GIVEN REQUEST: Using the entries below, output exactly the line containing "Locate the whale's eye" and all lines that follow it to the end.
-- START THE INPUT --
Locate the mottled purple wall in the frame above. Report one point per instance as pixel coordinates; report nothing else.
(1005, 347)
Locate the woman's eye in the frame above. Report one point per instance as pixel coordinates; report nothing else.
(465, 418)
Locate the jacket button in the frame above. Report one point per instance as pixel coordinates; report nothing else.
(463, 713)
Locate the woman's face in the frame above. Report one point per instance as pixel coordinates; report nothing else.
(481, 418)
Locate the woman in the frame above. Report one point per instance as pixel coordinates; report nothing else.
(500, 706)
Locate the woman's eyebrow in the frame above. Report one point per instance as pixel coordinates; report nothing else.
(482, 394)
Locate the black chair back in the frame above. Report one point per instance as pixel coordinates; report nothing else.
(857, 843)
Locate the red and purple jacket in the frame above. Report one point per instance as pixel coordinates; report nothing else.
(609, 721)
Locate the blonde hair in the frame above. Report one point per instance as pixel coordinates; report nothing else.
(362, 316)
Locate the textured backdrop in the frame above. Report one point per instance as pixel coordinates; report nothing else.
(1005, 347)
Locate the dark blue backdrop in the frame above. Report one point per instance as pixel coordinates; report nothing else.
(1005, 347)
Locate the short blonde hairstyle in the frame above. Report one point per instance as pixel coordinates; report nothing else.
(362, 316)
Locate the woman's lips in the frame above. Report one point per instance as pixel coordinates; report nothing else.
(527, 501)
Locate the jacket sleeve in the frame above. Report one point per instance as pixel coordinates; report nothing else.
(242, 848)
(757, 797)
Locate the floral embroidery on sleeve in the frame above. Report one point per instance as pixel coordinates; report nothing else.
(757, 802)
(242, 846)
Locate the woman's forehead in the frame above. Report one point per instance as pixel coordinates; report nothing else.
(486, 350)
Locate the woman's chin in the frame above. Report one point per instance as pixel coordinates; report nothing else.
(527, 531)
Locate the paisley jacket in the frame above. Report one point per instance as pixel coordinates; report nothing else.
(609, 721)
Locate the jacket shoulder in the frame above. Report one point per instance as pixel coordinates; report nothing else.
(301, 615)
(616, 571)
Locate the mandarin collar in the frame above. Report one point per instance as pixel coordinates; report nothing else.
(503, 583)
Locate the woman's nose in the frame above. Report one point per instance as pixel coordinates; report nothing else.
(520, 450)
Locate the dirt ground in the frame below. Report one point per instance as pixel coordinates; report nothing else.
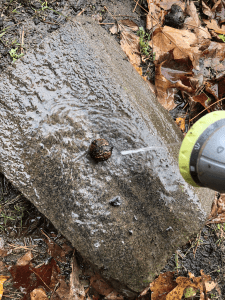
(23, 24)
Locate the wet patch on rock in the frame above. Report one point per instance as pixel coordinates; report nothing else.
(71, 89)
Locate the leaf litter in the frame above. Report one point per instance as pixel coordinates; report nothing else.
(189, 59)
(187, 49)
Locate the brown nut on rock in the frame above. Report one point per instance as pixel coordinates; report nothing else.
(100, 150)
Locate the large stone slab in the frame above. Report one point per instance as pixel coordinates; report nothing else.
(74, 87)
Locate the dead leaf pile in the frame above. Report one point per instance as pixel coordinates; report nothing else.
(165, 287)
(217, 214)
(189, 60)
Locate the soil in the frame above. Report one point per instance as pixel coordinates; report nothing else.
(23, 24)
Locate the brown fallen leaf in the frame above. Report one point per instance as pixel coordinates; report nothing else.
(207, 10)
(167, 89)
(181, 123)
(161, 286)
(55, 250)
(176, 40)
(38, 294)
(104, 288)
(212, 24)
(129, 23)
(193, 23)
(155, 15)
(25, 259)
(197, 283)
(130, 45)
(2, 280)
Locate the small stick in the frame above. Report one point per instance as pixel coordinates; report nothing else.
(22, 40)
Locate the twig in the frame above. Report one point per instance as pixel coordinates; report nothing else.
(22, 40)
(55, 288)
(110, 13)
(140, 6)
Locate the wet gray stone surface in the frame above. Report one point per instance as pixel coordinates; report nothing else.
(72, 88)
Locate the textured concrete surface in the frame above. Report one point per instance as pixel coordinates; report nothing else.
(74, 87)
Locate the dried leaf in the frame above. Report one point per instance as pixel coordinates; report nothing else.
(192, 12)
(161, 286)
(190, 292)
(167, 89)
(38, 294)
(114, 29)
(212, 24)
(2, 280)
(28, 278)
(180, 41)
(154, 15)
(130, 45)
(203, 99)
(25, 259)
(207, 11)
(181, 123)
(130, 24)
(64, 292)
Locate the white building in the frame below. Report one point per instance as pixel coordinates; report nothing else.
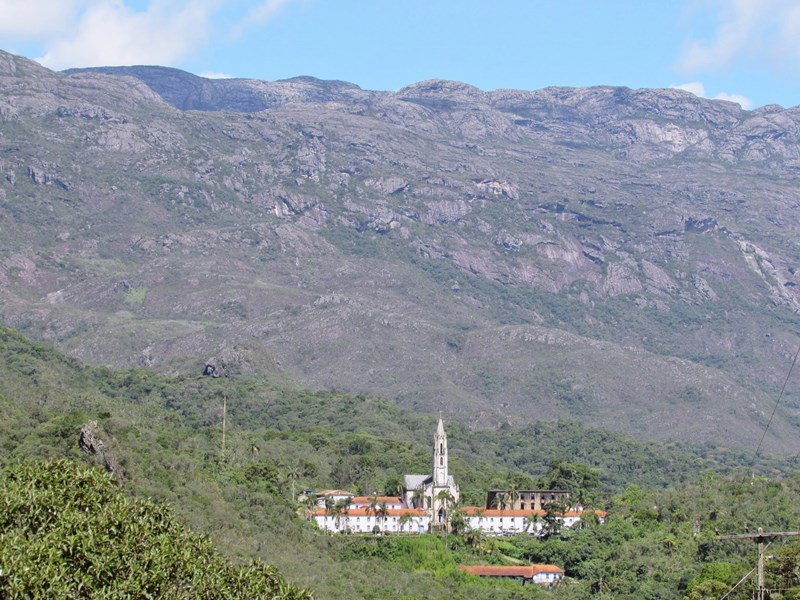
(427, 500)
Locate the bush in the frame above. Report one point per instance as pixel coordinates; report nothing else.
(66, 531)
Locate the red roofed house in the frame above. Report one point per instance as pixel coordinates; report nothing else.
(545, 575)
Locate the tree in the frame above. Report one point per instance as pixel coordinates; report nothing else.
(417, 497)
(382, 512)
(578, 479)
(292, 476)
(329, 505)
(67, 531)
(342, 509)
(393, 485)
(500, 501)
(404, 519)
(446, 500)
(309, 505)
(531, 521)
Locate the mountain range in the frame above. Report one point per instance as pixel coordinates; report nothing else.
(627, 258)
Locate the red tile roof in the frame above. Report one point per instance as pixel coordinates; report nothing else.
(378, 499)
(526, 571)
(496, 512)
(363, 512)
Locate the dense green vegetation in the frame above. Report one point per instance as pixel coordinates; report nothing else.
(163, 437)
(66, 531)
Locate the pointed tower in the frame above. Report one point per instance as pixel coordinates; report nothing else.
(440, 456)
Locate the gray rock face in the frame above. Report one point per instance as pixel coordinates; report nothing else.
(504, 256)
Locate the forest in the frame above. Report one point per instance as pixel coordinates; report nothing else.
(158, 456)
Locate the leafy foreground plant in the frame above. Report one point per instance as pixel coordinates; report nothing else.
(66, 531)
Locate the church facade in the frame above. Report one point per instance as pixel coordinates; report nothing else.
(435, 493)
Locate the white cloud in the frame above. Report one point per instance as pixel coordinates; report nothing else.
(762, 32)
(32, 19)
(84, 33)
(107, 32)
(213, 75)
(698, 89)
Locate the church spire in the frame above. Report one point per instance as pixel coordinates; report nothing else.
(440, 455)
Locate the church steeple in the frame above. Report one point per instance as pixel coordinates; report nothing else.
(440, 456)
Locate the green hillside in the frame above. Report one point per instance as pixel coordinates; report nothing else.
(162, 437)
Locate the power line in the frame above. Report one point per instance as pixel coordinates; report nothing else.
(775, 408)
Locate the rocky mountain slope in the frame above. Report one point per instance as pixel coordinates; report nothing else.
(624, 257)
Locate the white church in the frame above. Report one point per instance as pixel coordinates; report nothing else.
(425, 503)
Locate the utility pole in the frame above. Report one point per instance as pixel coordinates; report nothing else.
(761, 538)
(224, 415)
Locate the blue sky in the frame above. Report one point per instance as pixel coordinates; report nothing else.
(742, 50)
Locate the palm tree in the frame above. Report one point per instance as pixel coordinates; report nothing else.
(512, 492)
(446, 500)
(404, 518)
(417, 496)
(381, 513)
(309, 504)
(343, 510)
(336, 513)
(329, 504)
(293, 475)
(530, 521)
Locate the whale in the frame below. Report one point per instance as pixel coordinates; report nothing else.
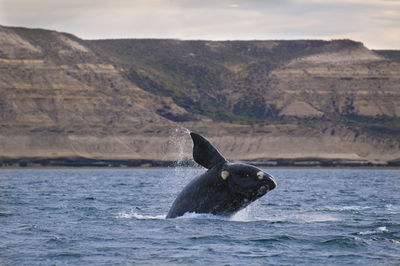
(224, 189)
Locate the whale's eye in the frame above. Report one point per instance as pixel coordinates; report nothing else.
(224, 175)
(260, 175)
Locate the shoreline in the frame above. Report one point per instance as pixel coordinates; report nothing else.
(82, 163)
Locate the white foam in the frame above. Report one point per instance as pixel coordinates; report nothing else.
(135, 215)
(380, 229)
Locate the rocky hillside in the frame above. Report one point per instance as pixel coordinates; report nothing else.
(264, 101)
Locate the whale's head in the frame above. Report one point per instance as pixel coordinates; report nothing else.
(247, 180)
(244, 180)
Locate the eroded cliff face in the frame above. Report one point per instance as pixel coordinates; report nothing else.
(61, 96)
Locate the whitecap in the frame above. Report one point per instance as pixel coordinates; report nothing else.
(381, 229)
(135, 215)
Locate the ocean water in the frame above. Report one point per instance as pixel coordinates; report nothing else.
(117, 217)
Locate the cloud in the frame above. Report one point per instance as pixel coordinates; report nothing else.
(363, 20)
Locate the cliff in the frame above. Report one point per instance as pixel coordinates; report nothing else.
(263, 101)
-- END THE INPUT --
OUTPUT BELOW:
Locate the whale's eye in the frame above. Report one point per instance as pixel coordinates; report nothing else.
(224, 175)
(260, 175)
Locate the shoreline in the frame above. Report one point per instance as pixel coordinates; report nothing else.
(82, 163)
Locate the white foam in the frame above. Report one point per instance as pixel coordinates; report nothing else.
(135, 215)
(380, 229)
Locate the rocky hillside in the frame above. Report one point per instance as pixel coordinates; report nothing else.
(264, 101)
Locate the whale's head in the frame above. Report one point per instance as pixel coordinates; report nothing else.
(247, 180)
(244, 180)
Locate the eroded cliff face in the frame above. Report one point per instance as pixel coordinates; report nothing else.
(61, 96)
Locate the whitecap in the frame above. Report one point per instance as pixel coordinates; report nothing else.
(381, 229)
(135, 215)
Locate the ocean water in the frame above. Report one point per instance as pixel coordinates; report nothing else.
(117, 217)
Locate the cloud in the frame above. Report one point per instance as pixel coordinates; report nothing else.
(363, 20)
Locate the cliff in the frame above. Report one point per instance as pixel coordinates; report nothing else.
(263, 101)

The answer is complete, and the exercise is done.